--- ACTIVITY ---
Collect all lines containing the word "below" from the data.

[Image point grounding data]
Start of Block

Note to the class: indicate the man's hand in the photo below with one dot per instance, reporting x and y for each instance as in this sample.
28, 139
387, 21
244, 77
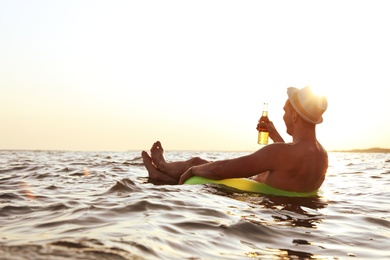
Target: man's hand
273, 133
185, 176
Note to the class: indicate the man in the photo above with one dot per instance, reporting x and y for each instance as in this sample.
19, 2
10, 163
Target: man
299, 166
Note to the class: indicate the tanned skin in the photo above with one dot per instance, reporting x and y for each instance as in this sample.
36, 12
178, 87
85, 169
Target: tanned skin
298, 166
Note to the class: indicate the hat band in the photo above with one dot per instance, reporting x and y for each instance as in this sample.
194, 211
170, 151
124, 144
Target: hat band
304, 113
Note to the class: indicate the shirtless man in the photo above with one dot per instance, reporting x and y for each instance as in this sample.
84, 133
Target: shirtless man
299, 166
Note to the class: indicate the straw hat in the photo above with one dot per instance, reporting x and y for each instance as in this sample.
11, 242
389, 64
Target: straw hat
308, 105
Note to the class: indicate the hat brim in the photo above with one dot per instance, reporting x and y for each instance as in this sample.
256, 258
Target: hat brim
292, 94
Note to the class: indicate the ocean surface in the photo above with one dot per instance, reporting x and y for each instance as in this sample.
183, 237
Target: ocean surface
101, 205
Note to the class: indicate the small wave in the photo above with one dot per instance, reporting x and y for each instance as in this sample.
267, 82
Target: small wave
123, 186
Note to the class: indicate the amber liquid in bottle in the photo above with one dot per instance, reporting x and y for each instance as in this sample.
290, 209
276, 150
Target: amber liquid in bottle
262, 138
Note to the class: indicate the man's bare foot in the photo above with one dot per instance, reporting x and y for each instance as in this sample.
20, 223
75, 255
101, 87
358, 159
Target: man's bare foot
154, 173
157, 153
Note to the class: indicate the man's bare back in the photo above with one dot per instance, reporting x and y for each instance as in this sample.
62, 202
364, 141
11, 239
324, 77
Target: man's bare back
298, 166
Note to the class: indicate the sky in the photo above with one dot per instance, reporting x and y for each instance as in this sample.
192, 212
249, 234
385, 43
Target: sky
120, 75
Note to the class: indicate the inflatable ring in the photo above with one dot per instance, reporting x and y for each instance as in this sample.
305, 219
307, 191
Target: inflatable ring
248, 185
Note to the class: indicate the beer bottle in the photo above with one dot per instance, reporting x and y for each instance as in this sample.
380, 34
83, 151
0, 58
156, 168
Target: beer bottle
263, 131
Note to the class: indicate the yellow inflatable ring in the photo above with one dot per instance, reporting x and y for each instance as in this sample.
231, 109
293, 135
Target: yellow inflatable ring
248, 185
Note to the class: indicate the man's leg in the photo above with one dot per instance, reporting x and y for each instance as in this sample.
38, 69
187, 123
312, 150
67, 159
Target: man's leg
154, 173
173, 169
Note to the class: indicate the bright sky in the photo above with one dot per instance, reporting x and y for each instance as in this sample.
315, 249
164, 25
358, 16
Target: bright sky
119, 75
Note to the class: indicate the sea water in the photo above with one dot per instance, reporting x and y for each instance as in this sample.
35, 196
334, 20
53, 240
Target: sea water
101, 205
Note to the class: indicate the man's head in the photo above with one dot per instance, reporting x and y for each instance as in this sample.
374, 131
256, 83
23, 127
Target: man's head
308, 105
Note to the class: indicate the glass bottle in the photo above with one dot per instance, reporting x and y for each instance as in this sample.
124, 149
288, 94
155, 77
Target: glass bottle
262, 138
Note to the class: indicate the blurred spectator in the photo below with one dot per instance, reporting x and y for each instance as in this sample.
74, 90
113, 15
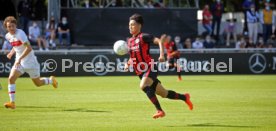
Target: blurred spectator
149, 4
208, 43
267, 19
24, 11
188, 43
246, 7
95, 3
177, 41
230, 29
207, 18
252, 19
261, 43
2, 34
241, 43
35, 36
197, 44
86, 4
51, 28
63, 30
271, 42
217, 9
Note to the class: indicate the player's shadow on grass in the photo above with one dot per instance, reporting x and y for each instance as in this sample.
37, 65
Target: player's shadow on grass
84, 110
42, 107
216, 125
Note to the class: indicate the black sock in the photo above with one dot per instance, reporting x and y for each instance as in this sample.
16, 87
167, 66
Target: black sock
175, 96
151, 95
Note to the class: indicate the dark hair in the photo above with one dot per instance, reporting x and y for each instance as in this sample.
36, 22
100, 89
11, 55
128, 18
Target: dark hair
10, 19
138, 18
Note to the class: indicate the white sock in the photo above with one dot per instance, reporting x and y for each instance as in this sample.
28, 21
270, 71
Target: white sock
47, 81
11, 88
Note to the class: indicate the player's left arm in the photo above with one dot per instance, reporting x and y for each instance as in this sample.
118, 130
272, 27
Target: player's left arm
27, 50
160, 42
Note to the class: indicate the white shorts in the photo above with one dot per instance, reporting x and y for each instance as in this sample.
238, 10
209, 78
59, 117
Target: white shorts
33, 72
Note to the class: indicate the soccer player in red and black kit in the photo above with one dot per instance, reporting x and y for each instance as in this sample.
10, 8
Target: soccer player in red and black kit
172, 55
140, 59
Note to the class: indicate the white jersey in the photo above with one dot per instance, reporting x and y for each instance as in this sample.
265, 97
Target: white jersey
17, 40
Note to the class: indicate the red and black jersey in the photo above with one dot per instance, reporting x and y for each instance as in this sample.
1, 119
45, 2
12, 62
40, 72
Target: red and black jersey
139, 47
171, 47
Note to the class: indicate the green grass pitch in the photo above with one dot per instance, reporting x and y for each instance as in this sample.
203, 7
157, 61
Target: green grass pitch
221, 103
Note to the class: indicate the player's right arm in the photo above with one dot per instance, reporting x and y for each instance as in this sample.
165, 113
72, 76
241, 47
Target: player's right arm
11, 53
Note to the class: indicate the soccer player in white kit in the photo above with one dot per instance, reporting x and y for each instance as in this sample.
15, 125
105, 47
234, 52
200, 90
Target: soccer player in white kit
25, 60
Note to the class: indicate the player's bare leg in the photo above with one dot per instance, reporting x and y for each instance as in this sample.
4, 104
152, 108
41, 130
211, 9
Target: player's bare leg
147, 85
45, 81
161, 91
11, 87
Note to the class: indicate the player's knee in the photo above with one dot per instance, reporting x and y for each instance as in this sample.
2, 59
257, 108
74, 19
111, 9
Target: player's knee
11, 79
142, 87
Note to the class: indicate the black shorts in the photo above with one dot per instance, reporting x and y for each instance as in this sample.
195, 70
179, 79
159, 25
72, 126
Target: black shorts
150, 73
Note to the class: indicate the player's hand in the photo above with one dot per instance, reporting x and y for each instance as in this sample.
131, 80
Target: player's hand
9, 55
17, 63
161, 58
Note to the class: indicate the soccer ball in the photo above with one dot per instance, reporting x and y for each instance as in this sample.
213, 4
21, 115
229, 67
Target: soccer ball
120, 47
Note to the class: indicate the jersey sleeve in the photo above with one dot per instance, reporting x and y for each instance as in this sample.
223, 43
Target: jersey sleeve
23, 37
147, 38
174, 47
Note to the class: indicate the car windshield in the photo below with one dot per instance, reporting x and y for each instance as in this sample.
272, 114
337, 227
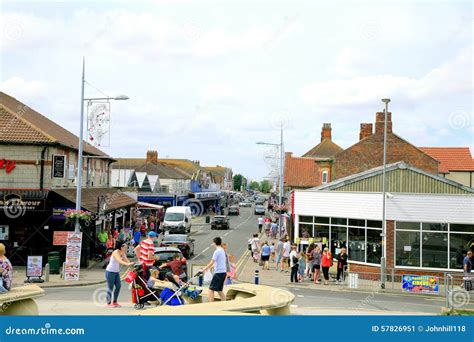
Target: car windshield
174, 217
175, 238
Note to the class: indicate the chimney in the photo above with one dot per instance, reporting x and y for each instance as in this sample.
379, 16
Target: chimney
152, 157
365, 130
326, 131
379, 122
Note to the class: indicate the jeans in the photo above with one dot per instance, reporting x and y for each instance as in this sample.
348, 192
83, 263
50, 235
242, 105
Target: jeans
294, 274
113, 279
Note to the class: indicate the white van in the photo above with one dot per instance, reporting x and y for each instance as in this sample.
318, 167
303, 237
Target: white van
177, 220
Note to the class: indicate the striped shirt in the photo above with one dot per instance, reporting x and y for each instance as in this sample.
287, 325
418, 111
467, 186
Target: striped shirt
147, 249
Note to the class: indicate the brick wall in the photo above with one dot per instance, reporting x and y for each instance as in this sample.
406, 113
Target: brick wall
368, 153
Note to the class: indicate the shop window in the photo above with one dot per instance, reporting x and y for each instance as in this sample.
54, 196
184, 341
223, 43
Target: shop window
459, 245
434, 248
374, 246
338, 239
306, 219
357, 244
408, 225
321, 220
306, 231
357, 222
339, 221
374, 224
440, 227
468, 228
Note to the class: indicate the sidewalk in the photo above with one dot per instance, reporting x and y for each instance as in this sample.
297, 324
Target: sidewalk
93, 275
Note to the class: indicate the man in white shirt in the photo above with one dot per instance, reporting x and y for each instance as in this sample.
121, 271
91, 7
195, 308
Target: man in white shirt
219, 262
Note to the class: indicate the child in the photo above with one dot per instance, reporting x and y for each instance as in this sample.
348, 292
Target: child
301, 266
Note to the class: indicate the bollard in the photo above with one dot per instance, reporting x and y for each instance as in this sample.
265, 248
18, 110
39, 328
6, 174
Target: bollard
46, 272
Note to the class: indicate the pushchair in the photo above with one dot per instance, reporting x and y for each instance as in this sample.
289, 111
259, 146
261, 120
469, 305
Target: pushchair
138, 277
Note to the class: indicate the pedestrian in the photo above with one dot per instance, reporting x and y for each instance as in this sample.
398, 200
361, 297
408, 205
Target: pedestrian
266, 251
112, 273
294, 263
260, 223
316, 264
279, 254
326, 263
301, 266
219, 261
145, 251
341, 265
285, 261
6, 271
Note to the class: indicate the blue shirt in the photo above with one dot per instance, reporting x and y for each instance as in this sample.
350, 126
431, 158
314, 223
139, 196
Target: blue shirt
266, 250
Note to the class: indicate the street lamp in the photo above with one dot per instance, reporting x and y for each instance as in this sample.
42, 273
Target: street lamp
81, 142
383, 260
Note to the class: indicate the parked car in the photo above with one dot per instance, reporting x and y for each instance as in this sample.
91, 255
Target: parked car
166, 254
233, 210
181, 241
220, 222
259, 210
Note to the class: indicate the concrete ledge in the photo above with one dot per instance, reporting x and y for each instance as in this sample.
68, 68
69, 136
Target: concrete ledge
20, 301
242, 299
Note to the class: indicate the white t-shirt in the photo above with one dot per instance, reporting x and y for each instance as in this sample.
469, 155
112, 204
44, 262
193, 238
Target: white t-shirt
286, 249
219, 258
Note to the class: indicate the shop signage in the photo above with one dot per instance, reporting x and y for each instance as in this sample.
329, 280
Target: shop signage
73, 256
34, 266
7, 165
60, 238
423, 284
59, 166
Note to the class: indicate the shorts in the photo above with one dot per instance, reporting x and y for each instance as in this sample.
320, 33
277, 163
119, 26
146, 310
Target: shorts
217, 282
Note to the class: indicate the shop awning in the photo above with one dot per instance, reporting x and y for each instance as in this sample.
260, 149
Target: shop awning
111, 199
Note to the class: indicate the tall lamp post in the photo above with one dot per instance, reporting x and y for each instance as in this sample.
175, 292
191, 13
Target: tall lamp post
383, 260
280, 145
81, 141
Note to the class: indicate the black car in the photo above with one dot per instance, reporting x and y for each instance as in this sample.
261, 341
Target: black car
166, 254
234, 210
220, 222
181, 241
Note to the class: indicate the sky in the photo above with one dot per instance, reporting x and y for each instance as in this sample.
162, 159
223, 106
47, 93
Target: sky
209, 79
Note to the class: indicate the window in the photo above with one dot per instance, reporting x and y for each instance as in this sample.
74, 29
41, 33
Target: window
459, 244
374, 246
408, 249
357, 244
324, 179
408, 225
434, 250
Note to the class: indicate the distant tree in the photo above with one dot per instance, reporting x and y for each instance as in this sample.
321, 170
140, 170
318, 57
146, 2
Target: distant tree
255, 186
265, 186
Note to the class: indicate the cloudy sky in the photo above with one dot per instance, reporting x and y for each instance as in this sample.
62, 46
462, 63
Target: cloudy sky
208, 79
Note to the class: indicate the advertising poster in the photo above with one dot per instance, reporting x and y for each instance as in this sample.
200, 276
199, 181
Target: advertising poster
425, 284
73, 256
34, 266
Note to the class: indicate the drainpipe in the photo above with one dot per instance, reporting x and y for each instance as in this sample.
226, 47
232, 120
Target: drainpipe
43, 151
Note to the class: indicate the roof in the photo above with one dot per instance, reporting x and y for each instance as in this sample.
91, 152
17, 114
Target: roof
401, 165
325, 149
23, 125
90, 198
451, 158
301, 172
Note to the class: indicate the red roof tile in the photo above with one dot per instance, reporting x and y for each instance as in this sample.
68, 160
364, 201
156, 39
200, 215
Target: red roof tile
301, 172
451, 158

End of Block

--- RESPONSE FOR THIS EXERCISE ---
Note to the class: indicate the man's hand in the photo below with one dot per instance, reporting x and y for each instance as in this sample.
Note to the class: indicate the blurred spectator in the photo below with one dot per instance, reporting x and y for each instance as in this sample.
Note to the class: indicate the car windshield in the photo below with one dot per instance, reporting x and y for each instance as in this sample.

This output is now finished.